#### Task to carry out:
Give the material below, from the line with "My colleague insists the black alloy" up to and including the line with "[283,0,400,157]", as a Markdown table with a Row column for the row number and a Text column for the line, leaving out blank lines.

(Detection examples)
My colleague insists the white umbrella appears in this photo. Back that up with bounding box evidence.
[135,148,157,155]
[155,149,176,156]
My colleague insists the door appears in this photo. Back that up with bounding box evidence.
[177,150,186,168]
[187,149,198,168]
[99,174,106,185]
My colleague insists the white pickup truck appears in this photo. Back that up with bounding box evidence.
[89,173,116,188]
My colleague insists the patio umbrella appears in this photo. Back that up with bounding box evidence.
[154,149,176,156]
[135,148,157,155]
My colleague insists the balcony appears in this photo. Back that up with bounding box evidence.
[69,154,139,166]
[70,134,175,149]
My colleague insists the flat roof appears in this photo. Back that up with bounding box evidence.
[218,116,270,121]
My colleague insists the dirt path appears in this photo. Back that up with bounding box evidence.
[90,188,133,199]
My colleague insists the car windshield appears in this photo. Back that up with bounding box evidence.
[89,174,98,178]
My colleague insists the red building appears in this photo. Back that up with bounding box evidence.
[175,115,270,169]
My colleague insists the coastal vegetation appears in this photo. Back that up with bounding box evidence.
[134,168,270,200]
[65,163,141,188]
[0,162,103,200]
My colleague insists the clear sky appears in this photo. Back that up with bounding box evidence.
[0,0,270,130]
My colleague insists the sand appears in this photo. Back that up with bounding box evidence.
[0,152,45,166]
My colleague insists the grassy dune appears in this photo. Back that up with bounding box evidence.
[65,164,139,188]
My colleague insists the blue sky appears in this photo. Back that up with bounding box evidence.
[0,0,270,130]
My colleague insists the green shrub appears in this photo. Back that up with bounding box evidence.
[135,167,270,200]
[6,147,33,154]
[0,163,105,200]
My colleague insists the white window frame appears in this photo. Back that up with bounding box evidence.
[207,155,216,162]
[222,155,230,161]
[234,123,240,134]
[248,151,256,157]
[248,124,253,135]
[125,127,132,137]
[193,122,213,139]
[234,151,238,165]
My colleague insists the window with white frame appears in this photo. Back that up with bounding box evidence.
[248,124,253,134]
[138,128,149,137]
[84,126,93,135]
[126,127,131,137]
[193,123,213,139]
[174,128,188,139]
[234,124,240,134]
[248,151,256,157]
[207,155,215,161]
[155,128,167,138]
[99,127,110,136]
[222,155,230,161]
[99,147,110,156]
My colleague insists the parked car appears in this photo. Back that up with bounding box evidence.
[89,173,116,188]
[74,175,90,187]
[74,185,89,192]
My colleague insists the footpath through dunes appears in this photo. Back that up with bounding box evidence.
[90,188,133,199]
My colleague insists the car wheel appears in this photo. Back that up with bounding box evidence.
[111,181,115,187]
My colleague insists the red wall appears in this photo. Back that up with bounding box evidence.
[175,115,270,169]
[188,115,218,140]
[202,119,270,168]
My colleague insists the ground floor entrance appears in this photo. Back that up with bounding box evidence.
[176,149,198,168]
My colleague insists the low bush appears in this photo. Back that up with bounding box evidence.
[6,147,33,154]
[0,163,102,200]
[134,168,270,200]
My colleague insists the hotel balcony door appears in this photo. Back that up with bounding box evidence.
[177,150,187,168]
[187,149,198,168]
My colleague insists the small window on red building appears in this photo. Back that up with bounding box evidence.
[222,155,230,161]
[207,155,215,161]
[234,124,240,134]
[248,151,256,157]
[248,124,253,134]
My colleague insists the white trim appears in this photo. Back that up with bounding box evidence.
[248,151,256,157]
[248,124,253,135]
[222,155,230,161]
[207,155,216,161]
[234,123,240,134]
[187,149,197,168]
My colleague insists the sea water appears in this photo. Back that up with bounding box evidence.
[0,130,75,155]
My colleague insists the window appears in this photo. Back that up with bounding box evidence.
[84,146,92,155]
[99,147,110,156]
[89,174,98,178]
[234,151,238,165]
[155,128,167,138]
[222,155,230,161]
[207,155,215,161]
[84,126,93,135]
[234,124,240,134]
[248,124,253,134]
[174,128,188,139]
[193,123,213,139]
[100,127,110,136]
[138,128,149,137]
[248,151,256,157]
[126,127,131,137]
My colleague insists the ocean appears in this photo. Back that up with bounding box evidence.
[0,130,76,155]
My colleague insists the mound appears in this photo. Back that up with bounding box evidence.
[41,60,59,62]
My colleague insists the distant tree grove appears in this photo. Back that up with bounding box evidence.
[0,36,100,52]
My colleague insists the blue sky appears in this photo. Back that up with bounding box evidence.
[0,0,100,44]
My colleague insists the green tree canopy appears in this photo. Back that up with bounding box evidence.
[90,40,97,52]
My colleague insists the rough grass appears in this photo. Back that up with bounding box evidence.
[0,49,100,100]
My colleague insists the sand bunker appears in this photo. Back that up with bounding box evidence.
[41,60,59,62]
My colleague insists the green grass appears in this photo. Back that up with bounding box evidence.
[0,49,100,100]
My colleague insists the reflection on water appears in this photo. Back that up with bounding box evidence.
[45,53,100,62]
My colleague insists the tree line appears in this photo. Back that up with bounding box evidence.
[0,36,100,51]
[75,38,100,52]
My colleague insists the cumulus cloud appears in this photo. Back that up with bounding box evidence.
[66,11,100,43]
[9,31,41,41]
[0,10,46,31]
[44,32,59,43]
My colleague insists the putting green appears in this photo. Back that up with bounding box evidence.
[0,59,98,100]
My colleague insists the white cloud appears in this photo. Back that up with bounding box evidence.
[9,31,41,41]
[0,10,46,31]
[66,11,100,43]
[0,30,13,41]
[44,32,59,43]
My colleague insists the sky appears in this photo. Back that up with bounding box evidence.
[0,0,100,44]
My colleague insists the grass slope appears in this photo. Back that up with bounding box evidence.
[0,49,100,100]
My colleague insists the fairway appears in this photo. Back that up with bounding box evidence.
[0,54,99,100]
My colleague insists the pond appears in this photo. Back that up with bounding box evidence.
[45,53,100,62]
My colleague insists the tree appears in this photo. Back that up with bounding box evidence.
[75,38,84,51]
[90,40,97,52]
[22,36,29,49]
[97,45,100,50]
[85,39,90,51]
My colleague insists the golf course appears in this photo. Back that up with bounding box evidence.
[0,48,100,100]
...
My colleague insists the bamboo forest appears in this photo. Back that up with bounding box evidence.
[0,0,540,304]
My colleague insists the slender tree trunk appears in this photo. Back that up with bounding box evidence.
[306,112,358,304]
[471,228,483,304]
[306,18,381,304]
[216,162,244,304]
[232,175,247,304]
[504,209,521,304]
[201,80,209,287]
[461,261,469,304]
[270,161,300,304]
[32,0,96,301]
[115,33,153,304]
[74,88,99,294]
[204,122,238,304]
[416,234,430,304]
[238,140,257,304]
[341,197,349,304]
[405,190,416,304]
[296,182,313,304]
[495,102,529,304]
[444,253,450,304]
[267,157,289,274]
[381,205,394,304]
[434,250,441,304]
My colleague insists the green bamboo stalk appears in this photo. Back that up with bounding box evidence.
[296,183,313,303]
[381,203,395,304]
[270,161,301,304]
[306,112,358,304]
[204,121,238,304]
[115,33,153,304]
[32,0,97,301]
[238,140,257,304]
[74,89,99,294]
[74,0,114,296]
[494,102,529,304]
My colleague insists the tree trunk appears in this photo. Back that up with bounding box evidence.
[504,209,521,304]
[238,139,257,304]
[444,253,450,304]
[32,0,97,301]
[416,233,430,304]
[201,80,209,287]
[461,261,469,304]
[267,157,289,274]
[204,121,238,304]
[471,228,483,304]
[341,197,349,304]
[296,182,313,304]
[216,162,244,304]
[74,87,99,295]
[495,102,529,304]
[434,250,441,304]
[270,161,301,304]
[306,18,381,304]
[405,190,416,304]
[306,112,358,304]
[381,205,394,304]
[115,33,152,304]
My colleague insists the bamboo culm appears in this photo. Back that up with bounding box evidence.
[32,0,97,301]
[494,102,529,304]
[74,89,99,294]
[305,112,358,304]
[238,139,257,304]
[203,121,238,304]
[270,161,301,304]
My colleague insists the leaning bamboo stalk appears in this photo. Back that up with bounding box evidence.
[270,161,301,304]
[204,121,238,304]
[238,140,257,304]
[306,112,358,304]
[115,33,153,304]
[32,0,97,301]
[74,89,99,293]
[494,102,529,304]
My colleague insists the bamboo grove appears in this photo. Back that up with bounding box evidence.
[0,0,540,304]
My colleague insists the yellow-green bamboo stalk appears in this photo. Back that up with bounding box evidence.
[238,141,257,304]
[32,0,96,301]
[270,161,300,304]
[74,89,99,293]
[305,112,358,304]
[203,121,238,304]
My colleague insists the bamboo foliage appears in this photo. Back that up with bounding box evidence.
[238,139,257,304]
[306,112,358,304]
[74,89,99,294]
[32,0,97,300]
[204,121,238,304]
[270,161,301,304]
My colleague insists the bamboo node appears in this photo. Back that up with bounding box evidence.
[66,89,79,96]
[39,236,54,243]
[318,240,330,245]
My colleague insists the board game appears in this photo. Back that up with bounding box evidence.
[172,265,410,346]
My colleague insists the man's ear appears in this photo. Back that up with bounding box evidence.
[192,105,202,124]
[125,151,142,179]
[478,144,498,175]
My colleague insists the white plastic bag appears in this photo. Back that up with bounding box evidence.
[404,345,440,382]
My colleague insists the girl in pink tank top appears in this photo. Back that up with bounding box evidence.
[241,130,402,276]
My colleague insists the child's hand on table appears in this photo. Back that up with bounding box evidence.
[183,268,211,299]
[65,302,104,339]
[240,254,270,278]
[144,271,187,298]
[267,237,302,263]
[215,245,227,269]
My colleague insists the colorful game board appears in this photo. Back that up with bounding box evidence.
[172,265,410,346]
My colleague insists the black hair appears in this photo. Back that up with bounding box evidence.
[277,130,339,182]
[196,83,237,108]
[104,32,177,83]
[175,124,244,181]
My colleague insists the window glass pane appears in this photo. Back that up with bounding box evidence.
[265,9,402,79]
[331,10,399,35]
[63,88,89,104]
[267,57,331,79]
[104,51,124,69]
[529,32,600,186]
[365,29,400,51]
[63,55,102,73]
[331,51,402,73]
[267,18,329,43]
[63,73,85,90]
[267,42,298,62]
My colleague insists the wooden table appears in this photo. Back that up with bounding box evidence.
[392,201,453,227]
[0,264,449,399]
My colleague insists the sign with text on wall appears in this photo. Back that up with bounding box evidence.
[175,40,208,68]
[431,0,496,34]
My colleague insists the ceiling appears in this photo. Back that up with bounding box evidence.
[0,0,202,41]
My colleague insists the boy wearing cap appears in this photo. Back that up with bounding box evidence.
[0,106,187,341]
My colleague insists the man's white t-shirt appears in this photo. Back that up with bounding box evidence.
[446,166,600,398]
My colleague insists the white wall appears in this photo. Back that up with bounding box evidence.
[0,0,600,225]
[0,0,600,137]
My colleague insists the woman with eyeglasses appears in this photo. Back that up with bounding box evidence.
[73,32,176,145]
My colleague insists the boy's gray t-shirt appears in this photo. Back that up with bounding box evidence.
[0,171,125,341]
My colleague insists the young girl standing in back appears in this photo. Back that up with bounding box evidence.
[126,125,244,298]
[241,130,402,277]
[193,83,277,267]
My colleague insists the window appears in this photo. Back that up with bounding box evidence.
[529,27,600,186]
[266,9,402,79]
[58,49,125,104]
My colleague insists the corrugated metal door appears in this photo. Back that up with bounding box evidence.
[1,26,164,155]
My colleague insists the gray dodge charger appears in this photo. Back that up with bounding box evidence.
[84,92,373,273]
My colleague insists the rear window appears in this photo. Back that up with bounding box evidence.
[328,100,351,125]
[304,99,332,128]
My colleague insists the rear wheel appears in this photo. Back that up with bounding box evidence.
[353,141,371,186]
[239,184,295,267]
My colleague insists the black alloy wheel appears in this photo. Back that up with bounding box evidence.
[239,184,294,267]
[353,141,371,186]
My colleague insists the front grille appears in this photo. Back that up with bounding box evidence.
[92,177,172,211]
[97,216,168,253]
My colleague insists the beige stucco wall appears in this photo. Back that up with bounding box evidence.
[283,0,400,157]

#### Written solution:
| Row | Text |
|---|---|
| 1 | My colleague insists the black alloy wheel appears in this photo. Back that up with bounding box evidence. |
| 2 | [239,184,294,267] |
| 3 | [353,141,371,186] |
| 4 | My colleague insists the front grille appears in this photo. Back that up with bounding box evidence. |
| 5 | [92,177,172,211] |
| 6 | [97,216,168,253] |
| 7 | My colleague insists the beige stucco wall appears in this photo. Back that up with bounding box evidence. |
| 8 | [283,0,400,157] |